*YOUR GOAL:* Extend the comment thread below, on book choices and the dispute over Herb, by picking up right after its final line.

Santayana: “Those who fail to learn the lessons of history, are doomed to repeat them.” (Insofar as those of you who figure that War is a good way to settle things- unlax! Yours is coming right up, and you won’t even have to leave the country for it.)
Done Kate, and thanks for the reminder that buying & reading books has slipped in my priorities, to a spot somewhere around vacuuming under the bed.
As an aside- were you aware that you can now buy panels, covered in wallpaper, that look like the titles of books? (Way cheaper than those matched bindings ones). Can anybody put me onto a copy of
Abdulla Alhadred’s ‘Necronomican’? You can’t miss it- it is bound in human skin.
Here I go drawing lighteningbolts again.
Were there several bloggers ganging up on Herb? Why? Right or wrong, is Herb not allowed to have an opinion?
Where is the logical argument to destroy the erroneous view?
In the hen house, the injured chicken is pecked to death by all the regular chickens.
Humans have found no advancement in that practice. I don’t care what crime Herb is guilty of.
Debate is always more fun than group attack.
Herb can speak for himself. This is just my preference in this tiny arena of blog persons.
Boy am I gonna catch it now.
73s TonyGuitar
Oh, One book that I read all the way through once. A human behavioral study. Tales of Mariposa or something by Stephen Leacock. Quite a study.
73s TG
Desert Island Reading
I’ve been tagged by Kathy via Kate so here goes. Number of books: innumerable thousands, spread over three locations (home, my parent’s home in Newfoundland, my wife’s warehouse) Last book read: Chretien Volume I – The Will To W…
A short and essential book: “Five Days in London, May 1940” by John Lukacs (Yale University Press, 1999). Very simply, what Churchill did to put himself in position to save civilization–and why Hitler had to be beaten and was, at the time, a much greater menace than the USSR.
Mark
Ottawa
Yo Tony!
I’ve never sought to “destroy the erroneous view”, a la Herb the One Trick Pony. I simply stated my belief that he should be ignored. There is a natural right to speak, but no natural right to be listened to. There is worthiness in many messages, while many others are useless tripe. True freedom allows the listener to decide which is which. Forcing or shaming any audience to expose itself to words of imposition is the work of tyrants.
TONY G:
Thanks for your considered comments.

*INFORMATION SHOWN:*
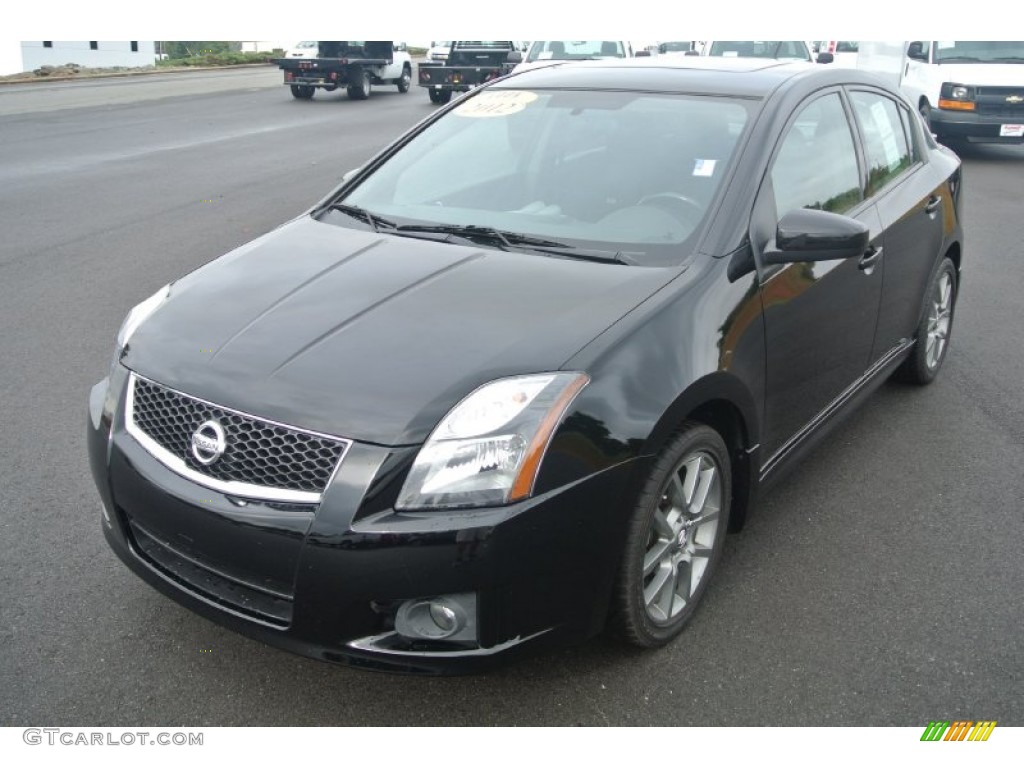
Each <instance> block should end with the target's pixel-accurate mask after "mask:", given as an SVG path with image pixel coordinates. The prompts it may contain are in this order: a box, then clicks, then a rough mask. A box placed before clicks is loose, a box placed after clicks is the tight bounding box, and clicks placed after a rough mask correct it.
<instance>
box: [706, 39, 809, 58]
mask: <svg viewBox="0 0 1024 768" xmlns="http://www.w3.org/2000/svg"><path fill="white" fill-rule="evenodd" d="M708 55H711V56H754V57H755V58H797V59H800V60H802V61H809V60H810V58H811V54H810V52H809V51H808V50H807V43H803V42H801V41H799V40H719V41H716V42H713V43H712V44H711V50H710V51H709V53H708Z"/></svg>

*EXPECTED ANSWER:*
Don’t worry, Herb is not being accused of any crime here, nor are we in danger of “pecking him to death”. IMO Herb is an intelligent fellow who is more than capable of defending himself on any issue being discussed. And if I’m not mistaken, he likes to come here and throw a few bombs in order to polish his debating chops.
My own opinions usually run counter to his, but that doesn’t mean I don’t enjoy hearing from him or having a go at him. I’m sure most people here feel the same…
… despite the fact he’s somewhat deluded and always WRONG! 😉
My contribution would be “Human Action” by Ludwig von Mises. Explains it all but not as humuorous as “The Hitchhiker’s Guide To The Galaxy”.
Somehow it stretches the imagination to think of von Mises summing it all up as 42 — but good reference tss!
Here’s the link for ‘Human Action‘ text online for those who are curious.
Well I might just as well throw my book titles in here.
Stephen Pressfield, The Virtues of War. it’s a book about Alexander the Great, killer read BTW.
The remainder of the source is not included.